== Exercise materials ==
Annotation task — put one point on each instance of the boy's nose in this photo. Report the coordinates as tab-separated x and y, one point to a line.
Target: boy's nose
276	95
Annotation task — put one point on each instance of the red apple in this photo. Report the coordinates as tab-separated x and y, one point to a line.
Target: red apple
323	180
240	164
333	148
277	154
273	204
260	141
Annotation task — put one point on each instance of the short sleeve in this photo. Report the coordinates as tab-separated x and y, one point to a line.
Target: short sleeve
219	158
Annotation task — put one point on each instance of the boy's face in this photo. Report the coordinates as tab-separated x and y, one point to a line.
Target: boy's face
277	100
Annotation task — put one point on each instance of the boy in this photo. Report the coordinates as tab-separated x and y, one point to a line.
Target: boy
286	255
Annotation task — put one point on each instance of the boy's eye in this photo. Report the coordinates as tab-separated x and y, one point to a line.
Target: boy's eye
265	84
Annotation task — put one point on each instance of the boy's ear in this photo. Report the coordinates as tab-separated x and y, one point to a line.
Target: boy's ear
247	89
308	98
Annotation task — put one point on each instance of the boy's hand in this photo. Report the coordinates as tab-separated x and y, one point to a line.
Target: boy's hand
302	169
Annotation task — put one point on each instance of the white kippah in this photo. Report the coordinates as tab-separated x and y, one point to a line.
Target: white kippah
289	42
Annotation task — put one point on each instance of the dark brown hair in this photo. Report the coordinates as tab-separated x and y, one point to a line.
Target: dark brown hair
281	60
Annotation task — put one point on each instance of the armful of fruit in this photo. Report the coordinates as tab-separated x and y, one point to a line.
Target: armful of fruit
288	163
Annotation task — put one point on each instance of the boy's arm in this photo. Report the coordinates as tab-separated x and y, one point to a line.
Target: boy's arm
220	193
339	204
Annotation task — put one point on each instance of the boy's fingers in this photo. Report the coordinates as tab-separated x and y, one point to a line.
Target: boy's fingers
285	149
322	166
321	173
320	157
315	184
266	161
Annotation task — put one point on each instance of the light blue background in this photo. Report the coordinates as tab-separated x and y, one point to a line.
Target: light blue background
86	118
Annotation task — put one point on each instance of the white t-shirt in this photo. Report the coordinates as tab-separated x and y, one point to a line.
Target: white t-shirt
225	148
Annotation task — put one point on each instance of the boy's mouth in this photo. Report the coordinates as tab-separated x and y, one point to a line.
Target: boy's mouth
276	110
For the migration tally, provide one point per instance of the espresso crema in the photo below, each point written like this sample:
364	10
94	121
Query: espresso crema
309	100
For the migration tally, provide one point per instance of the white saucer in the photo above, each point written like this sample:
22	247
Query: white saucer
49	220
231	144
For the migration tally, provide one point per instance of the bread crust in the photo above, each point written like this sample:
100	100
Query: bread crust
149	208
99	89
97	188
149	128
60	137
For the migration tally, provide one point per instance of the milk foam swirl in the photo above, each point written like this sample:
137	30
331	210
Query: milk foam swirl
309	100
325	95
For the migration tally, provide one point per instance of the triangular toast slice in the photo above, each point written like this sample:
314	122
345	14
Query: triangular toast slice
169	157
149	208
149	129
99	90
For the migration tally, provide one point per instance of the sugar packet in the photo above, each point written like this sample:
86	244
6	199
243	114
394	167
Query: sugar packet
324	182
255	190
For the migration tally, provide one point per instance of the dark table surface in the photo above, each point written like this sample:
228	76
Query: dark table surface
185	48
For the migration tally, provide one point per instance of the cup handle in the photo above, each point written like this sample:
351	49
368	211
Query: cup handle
===
[Task to complete] Output all of the data above without any alteration.

[Answer]
Annotation task — put one point on each instance of the boy's nose in this photo. Report the coordinates as tab-separated x and y, one point to a line.
Target: boy's nose
276	95
Annotation task — put one point on each instance of the red apple in this photo. Report the coordinates as tab-separated x and y, one point to a line.
Target: red apple
323	180
240	164
333	148
277	154
273	204
260	141
Annotation task — put one point on each instance of the short sleeve in this photo. Report the coordinates as tab-separated x and y, one point to a line.
Target: short sleeve
219	158
Annotation task — put one point on each instance of the boy's face in this photo. Report the coordinates as tab-separated x and y, one point to a line.
Target: boy's face
277	100
Annotation task — put one point on each instance of the boy in this photo. Report the coordinates as tab-separated x and y, one point to a line.
Target: boy
286	255
Annotation task — put one point on each instance of the boy's eye in this photo. Report the coordinates as tab-separated x and y, one point to a line.
Target: boy's eye
265	84
Annotation task — put one point on each instance of the boy's ear in this photo. Report the coordinates as tab-separated x and y, one point to a line.
Target: boy's ear
247	89
308	98
Annotation task — put one point on each instance of the boy's hand in this photo. Report the coordinates as tab-separated x and y, one point to a line.
Target: boy's hand
302	169
Annotation task — put one point on each instance of the white kippah in this photo. Report the coordinates as tab-separated x and y, one point to a line.
Target: white kippah
289	42
Annotation task — put one point on each instance of the dark brown hair in this photo. Report the coordinates as tab-separated x and y, one point to a line.
Target: dark brown hair
281	60
Annotation task — put one point on each instance of the armful of fruit in this photo. Report the coordinates as tab-separated x and y, one point to a line.
Target: armful of fruit
288	163
Annotation task — put one point on each instance of the boy's arm in this photo. Report the coordinates as tab-separated x and y, one point to a line.
Target: boy's arm
220	193
339	204
Annotation task — put one point on each instance of the boy's fingers in this photo. Report the coordinates as tab-separated x and y, one point to a line.
Target: boy's fingers
285	149
322	166
321	173
320	157
315	184
266	161
Annotation task — put one point on each instance of the light blue background in this photo. Report the coordinates as tab-separated x and y, one point to a line.
Target: light blue background
86	118
Annotation task — put one point on each instance of the white t-shirt in this photo. Report the coordinates as tab-separated x and y, one point to a line.
Target: white t-shirt
225	148
Annotation task — put one point on each instance of the boy's mouth in this photo. Report the coordinates as tab-separated x and y, one point to a line.
Target: boy's mouth
276	110
For the migration tally, provide one point per instance of the espresso crema in the photo below, each point written like this sample:
364	10
94	121
Query: espresso crema
309	100
For the migration tally, provide one point per instance of the white saucer in the photo above, each point written like this sample:
22	247
Query: white saucer
49	220
231	144
For the migration tally, provide one point per instance of the bread crust in the photo above, each point written like this sample:
100	100
Query: bread crust
149	208
99	89
97	188
149	128
60	137
For the migration tally, provide one point per instance of the milk foam swirl in the photo above, each point written like this sample:
137	30
331	210
Query: milk foam swirl
309	100
325	95
For the migration tally, provide one point per instance of the triangular toast slice in the photo above, each point written like this sample:
314	122
345	14
Query: triangular toast slice
169	157
149	208
149	129
99	90
For the migration tally, provide one point per instance of the sugar packet in the photo above, each point written like this sample:
86	244
6	199
243	114
394	167
Query: sugar packet
324	182
255	190
For the migration tally, provide one point per instance of the dark table surface in the photo above, each point written like this sample:
228	76
Query: dark table surface
185	48
For the migration tally, provide one point per instance of the cup handle in the photo above, each point written like this sample:
351	49
368	211
Query: cup handle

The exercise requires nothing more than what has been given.